So you was right, answer was here %) This structure would declared since 4.4 kernel version

 *Quote:*   

> well I think my answer is here: 
> 
> http://linuxwacom.sourceforge.net/wiki/index.php/Device_IDs

 

Your device is not supported in wacom linux drivers... until this structure would included in drivers. But you can search needed patch for your kernel or write declaration of device by yourself.

----------

## newin

thank you for your answer TigerJr (and everyone else)

But I have a problem here, because of fglrx I have 2 solution:

1) patching to make fglrx work for linux 4.x

2) parching to make my intuos draw work for my 3.18

Personally I do not like to try to modify my graphics driver (you know how sensible they can be...)

So how hard does it should be to write a patch, I just have to add this struct ? If I need more do you have some guideline/tips or where to find them ?

(I'm good in C but I never tried anything on the linux kernel...)

----------

## TigerJr

 *Quote:*   

> (I'm good in C but I never tried anything on the linux kernel...)
> 
> 

 

It's good chance to raise your level, reading and analyzing kernel code. You can write patch by youself, make patch using diff command or just rewrite them. 

For rewrite try to download files wacom.h wacom_wac.h wacom_wac.c wacom_sys.c from this link:

http://sourceforge.net/p/linuxwacom/input-wacom/ci/master/tree/3.17/

to /usr/src/linux/drivers/hid/ with rewrite, i think they are newer than those in kernel but not tested(maybe you are one of the first testers of that driver after developers) and

change CONFIG_LOCALVERSION="-wacom", thats not mix with your workable kernel version. Than

try recompile your 3.18.12-gentoo-wacom kernel, if your pen works well than you can use that drivers on another kernel version.

What for fglrx drivers - create another thread for them...

----------

## newin

I just overwrite the wacom* files in my 3.18 kernel and it worked !

the stylus work, pressure levels work (tested with krita 2.8.5), the button on the pen also work.

Using xsetwacom I remapped some buttons and X11 seems to see them as mouse button. 

thank you TigerJr !

----------

## TigerJr

So if this works, that would be great to include this drivers in gentoo-sources mainline. Just to make it work without dances with the code %)

----------

## szatox

They are included already.  It basically "just works™"

I really wonder what the problem actually was there.

----------

## TigerJr

 *szatox wrote:*   

> They are included already.  It basically "just works™"
> 
> I really wonder what the problem actually was there.

 

Cause kernel was 3.18.12 and newer kernel is not "just works" with fglrx drivers, like newin wrote.

----------

> Goal 1
Answer these questions from the forum thread:
(a) What value does TigerJr suggest giving CONFIG_LOCALVERSION?
(b) Which program did newin use to test the pressure levels?
(c) What did newin use to remap some buttons?
The listing that follows comes from a different source than the forum thread and has no link to it.

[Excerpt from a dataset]
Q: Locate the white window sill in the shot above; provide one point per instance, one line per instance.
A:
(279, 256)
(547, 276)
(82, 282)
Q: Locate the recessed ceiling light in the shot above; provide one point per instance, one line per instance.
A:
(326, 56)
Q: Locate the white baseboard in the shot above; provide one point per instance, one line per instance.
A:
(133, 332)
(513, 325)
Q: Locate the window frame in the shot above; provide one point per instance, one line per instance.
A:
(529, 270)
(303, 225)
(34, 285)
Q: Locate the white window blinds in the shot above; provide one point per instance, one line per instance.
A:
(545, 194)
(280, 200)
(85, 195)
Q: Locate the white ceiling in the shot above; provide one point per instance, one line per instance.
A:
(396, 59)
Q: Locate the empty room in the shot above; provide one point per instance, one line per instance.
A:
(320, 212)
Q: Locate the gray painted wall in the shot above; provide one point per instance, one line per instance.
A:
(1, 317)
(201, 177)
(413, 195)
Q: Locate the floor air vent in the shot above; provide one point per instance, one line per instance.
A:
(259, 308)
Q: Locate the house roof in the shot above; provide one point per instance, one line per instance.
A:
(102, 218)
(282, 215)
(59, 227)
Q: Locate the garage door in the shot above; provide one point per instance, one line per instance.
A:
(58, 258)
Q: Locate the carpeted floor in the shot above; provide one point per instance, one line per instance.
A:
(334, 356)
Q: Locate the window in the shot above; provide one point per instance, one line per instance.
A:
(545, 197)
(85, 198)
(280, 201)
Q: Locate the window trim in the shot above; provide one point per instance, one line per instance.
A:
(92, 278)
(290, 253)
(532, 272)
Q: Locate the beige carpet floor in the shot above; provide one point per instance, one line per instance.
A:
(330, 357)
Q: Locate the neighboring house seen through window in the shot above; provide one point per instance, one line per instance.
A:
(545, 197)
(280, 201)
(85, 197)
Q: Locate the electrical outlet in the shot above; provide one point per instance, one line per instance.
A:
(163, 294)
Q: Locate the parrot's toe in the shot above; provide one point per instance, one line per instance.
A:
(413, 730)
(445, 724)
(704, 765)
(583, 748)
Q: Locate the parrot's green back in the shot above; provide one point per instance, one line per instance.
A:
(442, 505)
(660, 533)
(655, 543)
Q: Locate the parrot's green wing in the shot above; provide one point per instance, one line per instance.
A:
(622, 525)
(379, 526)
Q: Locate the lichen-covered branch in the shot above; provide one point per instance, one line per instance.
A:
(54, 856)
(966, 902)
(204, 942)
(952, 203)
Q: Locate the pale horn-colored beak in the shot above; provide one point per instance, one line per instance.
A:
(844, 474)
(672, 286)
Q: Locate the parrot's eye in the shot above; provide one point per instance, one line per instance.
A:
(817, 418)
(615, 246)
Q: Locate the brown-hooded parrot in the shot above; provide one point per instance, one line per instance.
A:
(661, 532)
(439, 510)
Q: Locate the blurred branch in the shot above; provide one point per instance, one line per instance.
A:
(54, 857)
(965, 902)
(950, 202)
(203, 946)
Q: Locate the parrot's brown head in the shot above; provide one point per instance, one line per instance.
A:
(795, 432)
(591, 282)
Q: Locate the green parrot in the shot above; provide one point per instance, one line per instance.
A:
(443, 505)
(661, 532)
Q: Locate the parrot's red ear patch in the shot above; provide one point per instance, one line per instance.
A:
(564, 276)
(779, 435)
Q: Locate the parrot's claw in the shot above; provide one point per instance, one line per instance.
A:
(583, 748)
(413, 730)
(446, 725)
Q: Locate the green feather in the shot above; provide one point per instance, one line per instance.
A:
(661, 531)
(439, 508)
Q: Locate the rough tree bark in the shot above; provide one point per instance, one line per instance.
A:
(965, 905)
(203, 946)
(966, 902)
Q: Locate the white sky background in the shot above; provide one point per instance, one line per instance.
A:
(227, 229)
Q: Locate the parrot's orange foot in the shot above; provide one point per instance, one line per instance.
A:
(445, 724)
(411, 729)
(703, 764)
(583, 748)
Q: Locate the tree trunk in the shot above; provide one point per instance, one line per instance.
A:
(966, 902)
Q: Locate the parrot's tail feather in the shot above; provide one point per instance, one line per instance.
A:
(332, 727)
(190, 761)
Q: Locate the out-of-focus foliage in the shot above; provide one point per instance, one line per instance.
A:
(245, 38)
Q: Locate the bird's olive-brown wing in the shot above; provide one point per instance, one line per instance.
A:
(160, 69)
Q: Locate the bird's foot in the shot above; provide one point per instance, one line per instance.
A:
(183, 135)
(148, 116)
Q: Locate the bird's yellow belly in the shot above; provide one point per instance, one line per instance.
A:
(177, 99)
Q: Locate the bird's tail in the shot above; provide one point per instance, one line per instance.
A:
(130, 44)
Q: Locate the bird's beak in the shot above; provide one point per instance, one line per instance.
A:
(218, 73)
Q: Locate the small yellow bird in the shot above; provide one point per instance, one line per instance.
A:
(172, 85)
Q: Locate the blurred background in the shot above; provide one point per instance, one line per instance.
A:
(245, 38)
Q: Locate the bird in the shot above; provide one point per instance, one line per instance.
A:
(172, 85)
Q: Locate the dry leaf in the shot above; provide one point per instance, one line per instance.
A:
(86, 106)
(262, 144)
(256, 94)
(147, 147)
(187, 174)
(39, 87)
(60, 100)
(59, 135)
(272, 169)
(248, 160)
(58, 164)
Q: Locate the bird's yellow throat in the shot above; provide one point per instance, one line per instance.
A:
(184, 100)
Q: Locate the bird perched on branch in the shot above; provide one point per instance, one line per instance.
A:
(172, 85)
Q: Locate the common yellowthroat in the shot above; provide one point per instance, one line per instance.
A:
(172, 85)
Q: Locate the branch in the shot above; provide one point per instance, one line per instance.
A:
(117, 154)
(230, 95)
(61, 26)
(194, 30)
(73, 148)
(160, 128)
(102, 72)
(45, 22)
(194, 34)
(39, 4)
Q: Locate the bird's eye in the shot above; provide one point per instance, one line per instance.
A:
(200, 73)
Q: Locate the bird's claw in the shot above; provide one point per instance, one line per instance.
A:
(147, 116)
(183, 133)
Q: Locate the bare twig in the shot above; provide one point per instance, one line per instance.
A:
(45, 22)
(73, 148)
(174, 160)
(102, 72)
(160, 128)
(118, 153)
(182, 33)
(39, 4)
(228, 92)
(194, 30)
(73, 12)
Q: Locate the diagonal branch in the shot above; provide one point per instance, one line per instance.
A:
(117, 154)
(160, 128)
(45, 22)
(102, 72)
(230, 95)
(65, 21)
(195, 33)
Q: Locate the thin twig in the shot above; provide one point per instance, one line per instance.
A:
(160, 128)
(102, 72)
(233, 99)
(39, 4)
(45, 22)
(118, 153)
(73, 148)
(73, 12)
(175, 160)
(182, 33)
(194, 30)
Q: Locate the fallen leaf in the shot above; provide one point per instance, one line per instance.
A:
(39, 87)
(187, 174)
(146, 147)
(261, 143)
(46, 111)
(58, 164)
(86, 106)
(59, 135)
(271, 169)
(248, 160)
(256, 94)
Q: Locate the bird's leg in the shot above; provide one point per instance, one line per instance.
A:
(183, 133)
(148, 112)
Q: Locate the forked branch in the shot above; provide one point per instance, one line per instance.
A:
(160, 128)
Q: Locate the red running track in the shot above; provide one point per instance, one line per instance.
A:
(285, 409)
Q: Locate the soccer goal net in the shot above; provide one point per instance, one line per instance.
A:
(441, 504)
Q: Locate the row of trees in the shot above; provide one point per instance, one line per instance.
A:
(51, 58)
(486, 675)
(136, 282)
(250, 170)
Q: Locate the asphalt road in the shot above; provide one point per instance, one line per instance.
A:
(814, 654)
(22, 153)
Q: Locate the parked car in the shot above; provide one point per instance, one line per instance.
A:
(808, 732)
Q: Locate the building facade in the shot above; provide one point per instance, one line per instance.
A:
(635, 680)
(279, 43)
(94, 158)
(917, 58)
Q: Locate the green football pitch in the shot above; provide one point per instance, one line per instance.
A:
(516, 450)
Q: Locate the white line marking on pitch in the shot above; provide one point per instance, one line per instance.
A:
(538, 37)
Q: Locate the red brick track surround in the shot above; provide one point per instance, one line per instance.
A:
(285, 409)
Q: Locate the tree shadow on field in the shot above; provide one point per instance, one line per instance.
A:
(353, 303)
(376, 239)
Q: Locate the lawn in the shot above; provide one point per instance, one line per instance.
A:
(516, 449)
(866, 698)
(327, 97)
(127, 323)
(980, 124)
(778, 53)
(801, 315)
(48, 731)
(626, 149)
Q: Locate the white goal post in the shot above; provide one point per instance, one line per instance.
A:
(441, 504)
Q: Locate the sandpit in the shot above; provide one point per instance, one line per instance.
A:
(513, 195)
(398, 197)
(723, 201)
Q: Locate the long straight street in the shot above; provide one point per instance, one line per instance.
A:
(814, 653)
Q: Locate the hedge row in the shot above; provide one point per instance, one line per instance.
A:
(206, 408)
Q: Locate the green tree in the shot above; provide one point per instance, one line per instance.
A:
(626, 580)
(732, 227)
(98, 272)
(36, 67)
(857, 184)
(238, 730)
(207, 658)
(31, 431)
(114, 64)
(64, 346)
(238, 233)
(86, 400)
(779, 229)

> Goal 2
Extract every line of the listing that contains the string "tail". Case counts.

> Full response 1
(a) "-wacom"
(b) krita 2.8.5
(c) xsetwacom

> Full response 2
Q: Locate the parrot's tail feather in the shot above; provide one point per instance, one line per instance.
Q: Locate the bird's tail in the shot above; provide one point per instance, one line per instance.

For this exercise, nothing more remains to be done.